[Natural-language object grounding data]
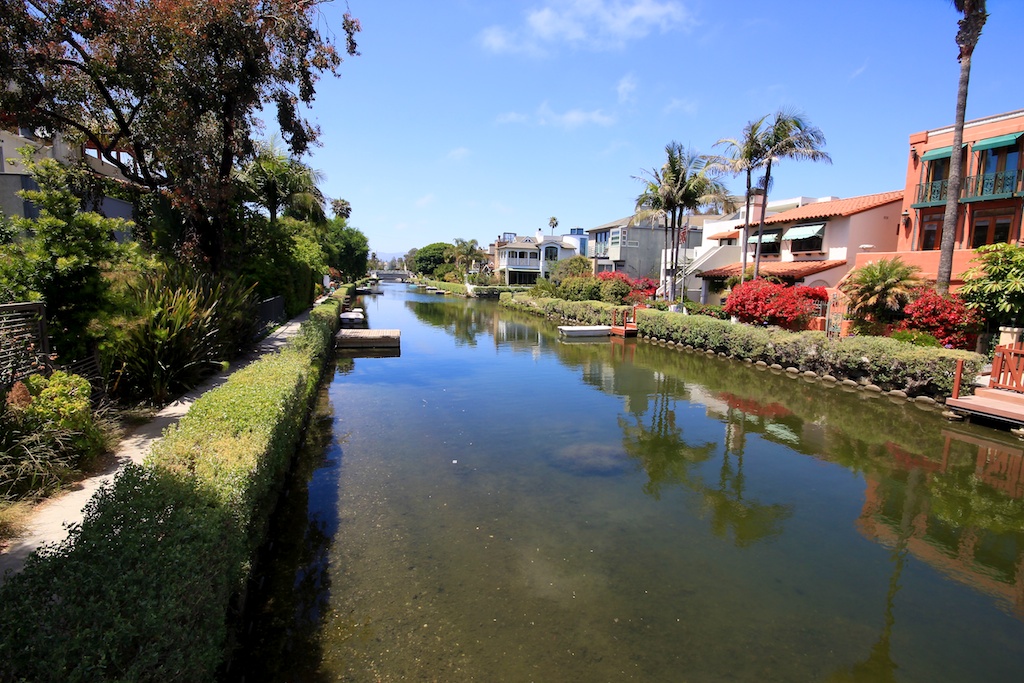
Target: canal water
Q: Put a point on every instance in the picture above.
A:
(497, 505)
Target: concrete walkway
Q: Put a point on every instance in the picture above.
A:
(49, 520)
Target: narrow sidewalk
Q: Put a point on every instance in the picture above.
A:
(48, 522)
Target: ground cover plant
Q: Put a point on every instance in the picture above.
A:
(143, 590)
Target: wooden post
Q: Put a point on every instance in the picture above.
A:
(956, 379)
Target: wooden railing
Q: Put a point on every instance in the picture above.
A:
(1008, 368)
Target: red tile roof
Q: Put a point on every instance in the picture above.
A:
(787, 269)
(836, 208)
(728, 235)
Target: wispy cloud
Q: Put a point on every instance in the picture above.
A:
(572, 118)
(458, 154)
(859, 71)
(687, 107)
(626, 87)
(593, 25)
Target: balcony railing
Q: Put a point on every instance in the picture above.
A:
(975, 186)
(1004, 182)
(932, 191)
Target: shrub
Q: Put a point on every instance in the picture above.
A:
(762, 302)
(946, 318)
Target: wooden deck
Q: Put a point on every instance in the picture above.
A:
(368, 339)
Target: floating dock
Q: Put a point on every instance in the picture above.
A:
(368, 339)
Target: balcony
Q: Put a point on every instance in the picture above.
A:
(932, 194)
(991, 185)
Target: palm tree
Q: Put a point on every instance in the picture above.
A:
(278, 182)
(967, 38)
(881, 289)
(745, 155)
(687, 181)
(788, 135)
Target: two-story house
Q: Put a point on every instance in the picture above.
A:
(816, 244)
(989, 202)
(521, 260)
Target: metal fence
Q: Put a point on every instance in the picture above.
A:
(24, 343)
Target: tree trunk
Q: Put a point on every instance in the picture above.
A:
(967, 38)
(761, 223)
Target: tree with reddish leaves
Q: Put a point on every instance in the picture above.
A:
(168, 91)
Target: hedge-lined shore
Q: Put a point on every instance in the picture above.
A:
(146, 588)
(875, 363)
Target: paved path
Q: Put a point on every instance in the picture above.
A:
(48, 522)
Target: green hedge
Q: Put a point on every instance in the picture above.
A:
(143, 589)
(880, 360)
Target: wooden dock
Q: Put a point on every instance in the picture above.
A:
(1004, 397)
(368, 339)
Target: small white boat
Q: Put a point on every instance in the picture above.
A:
(585, 330)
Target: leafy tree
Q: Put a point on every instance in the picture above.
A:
(788, 135)
(169, 92)
(686, 182)
(745, 155)
(967, 39)
(995, 286)
(60, 259)
(880, 290)
(275, 181)
(430, 257)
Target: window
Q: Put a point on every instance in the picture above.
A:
(990, 227)
(931, 227)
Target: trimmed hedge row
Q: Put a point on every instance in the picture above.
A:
(144, 588)
(885, 363)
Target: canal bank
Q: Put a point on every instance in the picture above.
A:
(144, 588)
(500, 505)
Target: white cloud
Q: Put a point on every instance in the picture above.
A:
(587, 24)
(572, 118)
(626, 87)
(686, 107)
(512, 117)
(458, 154)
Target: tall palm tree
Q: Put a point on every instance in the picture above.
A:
(279, 182)
(687, 181)
(788, 135)
(967, 39)
(745, 155)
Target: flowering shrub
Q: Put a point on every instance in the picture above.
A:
(761, 302)
(946, 318)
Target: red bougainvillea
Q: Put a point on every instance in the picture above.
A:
(946, 318)
(762, 302)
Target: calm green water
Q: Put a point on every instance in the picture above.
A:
(495, 505)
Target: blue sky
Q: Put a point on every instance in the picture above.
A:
(472, 118)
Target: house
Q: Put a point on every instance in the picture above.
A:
(816, 244)
(721, 238)
(989, 203)
(14, 176)
(520, 260)
(623, 247)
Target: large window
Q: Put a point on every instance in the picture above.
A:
(931, 228)
(990, 227)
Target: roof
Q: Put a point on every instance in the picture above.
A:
(836, 208)
(728, 235)
(786, 269)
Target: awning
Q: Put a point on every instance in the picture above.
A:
(939, 153)
(998, 141)
(804, 231)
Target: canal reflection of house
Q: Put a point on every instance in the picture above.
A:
(975, 548)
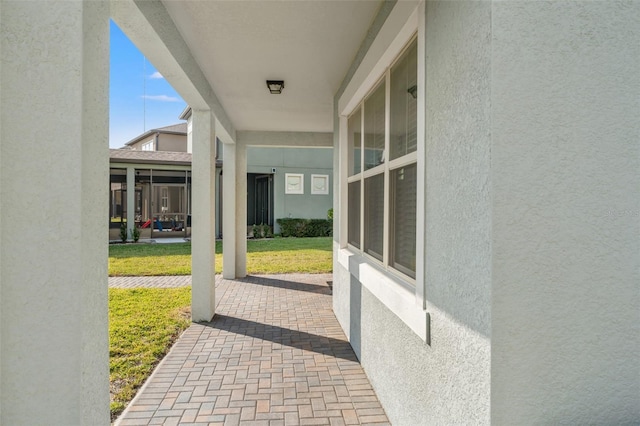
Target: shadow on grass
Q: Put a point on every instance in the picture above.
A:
(323, 244)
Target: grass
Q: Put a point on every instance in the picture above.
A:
(143, 324)
(270, 256)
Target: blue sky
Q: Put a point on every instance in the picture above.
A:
(134, 108)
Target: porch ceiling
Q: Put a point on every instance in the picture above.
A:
(308, 44)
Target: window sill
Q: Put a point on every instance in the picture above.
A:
(396, 294)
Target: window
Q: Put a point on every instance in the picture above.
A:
(320, 184)
(382, 189)
(294, 183)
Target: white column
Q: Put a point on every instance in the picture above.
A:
(241, 210)
(131, 192)
(229, 212)
(54, 174)
(203, 236)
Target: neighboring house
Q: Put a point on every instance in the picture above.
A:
(162, 181)
(486, 183)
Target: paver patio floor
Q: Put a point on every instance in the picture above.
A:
(273, 355)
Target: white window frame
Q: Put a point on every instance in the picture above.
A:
(294, 183)
(148, 146)
(319, 184)
(404, 297)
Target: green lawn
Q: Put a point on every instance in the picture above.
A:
(143, 324)
(269, 256)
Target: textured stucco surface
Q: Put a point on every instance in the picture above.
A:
(54, 169)
(449, 381)
(566, 180)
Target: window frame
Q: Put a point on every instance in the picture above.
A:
(385, 169)
(405, 300)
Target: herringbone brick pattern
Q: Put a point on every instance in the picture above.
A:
(273, 355)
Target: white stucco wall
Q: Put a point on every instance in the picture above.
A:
(54, 366)
(566, 209)
(448, 381)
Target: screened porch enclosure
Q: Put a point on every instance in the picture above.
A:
(162, 203)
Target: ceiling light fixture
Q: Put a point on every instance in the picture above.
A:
(275, 86)
(413, 91)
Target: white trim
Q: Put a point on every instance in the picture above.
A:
(383, 51)
(398, 296)
(405, 160)
(319, 184)
(421, 160)
(374, 171)
(294, 183)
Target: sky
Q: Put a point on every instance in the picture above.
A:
(140, 99)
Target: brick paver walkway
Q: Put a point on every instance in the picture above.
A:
(150, 282)
(273, 355)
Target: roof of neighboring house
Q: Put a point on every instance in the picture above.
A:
(150, 157)
(185, 114)
(174, 129)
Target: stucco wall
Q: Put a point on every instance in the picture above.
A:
(307, 161)
(447, 382)
(566, 205)
(54, 161)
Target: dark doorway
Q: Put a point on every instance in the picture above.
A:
(259, 199)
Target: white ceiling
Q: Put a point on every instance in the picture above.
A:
(308, 44)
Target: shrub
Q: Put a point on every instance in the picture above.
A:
(293, 227)
(123, 231)
(135, 234)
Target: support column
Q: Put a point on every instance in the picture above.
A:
(203, 237)
(131, 193)
(54, 174)
(241, 210)
(229, 212)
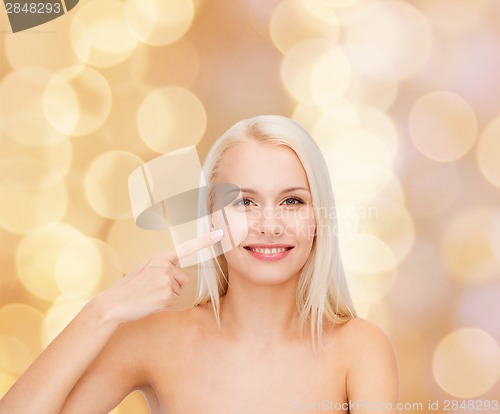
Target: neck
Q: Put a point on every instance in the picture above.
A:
(260, 314)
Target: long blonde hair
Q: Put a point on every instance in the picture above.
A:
(322, 291)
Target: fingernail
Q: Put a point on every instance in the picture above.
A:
(216, 235)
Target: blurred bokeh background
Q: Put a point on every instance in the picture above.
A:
(403, 97)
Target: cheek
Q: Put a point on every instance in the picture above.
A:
(236, 229)
(302, 226)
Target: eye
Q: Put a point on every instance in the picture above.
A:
(291, 201)
(245, 202)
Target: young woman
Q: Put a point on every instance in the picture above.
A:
(273, 331)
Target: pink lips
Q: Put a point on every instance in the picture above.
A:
(269, 256)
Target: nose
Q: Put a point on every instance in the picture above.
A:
(269, 223)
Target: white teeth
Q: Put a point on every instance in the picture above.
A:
(269, 251)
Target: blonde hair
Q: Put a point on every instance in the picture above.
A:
(322, 291)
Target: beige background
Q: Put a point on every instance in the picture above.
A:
(402, 97)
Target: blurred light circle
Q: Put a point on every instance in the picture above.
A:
(6, 382)
(78, 267)
(338, 118)
(35, 167)
(339, 3)
(321, 10)
(171, 118)
(22, 120)
(374, 81)
(64, 308)
(431, 187)
(151, 67)
(378, 123)
(106, 183)
(37, 255)
(392, 223)
(99, 34)
(158, 22)
(488, 152)
(292, 22)
(443, 126)
(495, 236)
(134, 245)
(466, 363)
(314, 68)
(359, 175)
(452, 16)
(411, 294)
(398, 31)
(307, 115)
(466, 246)
(49, 50)
(111, 265)
(24, 209)
(376, 284)
(22, 322)
(15, 357)
(77, 100)
(479, 307)
(366, 253)
(330, 77)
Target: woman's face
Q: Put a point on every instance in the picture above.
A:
(271, 220)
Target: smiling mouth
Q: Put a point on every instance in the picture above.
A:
(273, 250)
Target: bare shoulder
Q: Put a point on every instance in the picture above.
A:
(372, 373)
(362, 335)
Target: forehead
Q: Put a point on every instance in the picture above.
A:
(260, 165)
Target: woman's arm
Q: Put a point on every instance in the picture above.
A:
(92, 360)
(372, 378)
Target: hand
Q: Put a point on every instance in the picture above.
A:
(155, 285)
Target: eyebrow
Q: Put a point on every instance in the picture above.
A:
(286, 190)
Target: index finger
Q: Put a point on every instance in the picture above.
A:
(192, 246)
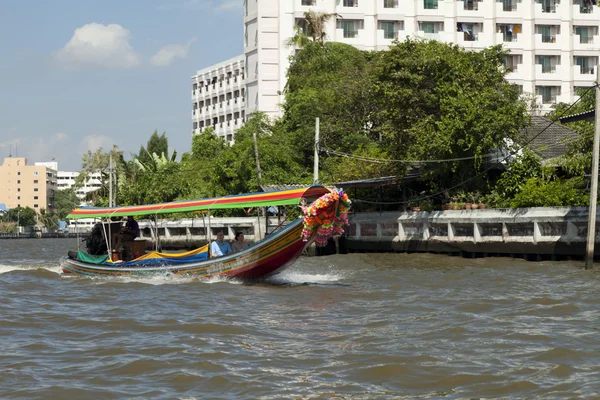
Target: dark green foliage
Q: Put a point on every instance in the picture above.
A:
(64, 202)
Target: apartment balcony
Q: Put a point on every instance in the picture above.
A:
(583, 13)
(509, 9)
(590, 43)
(550, 73)
(516, 73)
(350, 37)
(304, 5)
(549, 42)
(550, 11)
(383, 41)
(472, 9)
(585, 74)
(440, 36)
(511, 42)
(469, 40)
(443, 9)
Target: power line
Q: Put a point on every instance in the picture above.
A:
(485, 170)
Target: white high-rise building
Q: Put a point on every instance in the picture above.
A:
(218, 98)
(554, 45)
(66, 180)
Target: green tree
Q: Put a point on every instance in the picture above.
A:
(65, 201)
(198, 166)
(440, 101)
(332, 82)
(98, 161)
(24, 216)
(156, 145)
(578, 159)
(314, 24)
(48, 220)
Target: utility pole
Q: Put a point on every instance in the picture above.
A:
(589, 258)
(110, 180)
(258, 173)
(316, 166)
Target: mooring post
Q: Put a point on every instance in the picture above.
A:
(589, 258)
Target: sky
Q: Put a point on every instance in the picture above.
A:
(76, 75)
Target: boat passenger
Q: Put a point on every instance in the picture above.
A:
(219, 247)
(128, 233)
(239, 244)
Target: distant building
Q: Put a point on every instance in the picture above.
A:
(23, 185)
(218, 98)
(66, 180)
(554, 45)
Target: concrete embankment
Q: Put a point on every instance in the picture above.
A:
(531, 233)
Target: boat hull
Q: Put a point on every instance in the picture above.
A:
(265, 258)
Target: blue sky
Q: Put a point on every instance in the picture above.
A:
(76, 75)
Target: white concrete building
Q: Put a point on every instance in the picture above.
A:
(555, 45)
(66, 180)
(218, 98)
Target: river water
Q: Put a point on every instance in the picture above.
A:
(359, 326)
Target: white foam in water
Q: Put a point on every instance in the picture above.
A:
(157, 280)
(292, 276)
(9, 268)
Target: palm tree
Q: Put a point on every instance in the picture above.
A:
(48, 220)
(314, 28)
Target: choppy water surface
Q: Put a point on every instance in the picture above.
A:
(362, 326)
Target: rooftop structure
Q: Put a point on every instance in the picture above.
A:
(218, 98)
(554, 45)
(23, 185)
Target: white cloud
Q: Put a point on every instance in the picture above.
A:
(169, 53)
(92, 142)
(98, 45)
(228, 4)
(60, 137)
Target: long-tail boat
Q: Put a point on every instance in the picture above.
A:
(324, 214)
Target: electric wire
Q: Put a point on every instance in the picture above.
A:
(511, 154)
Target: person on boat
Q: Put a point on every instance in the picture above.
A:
(239, 244)
(128, 233)
(220, 247)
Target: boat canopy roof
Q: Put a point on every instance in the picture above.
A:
(259, 199)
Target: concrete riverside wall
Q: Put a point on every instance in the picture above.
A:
(532, 233)
(191, 233)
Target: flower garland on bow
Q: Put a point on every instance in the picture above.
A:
(326, 216)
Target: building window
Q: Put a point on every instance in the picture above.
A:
(548, 63)
(547, 93)
(350, 27)
(586, 34)
(389, 29)
(548, 32)
(509, 32)
(586, 64)
(548, 6)
(509, 5)
(430, 4)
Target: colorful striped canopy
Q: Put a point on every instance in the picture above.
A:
(265, 199)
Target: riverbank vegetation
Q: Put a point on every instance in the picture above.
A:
(444, 116)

[WHAT TO DO] Your reply should be only the number of lines in the records above that include "window".

[SOLVED EXERCISE] 7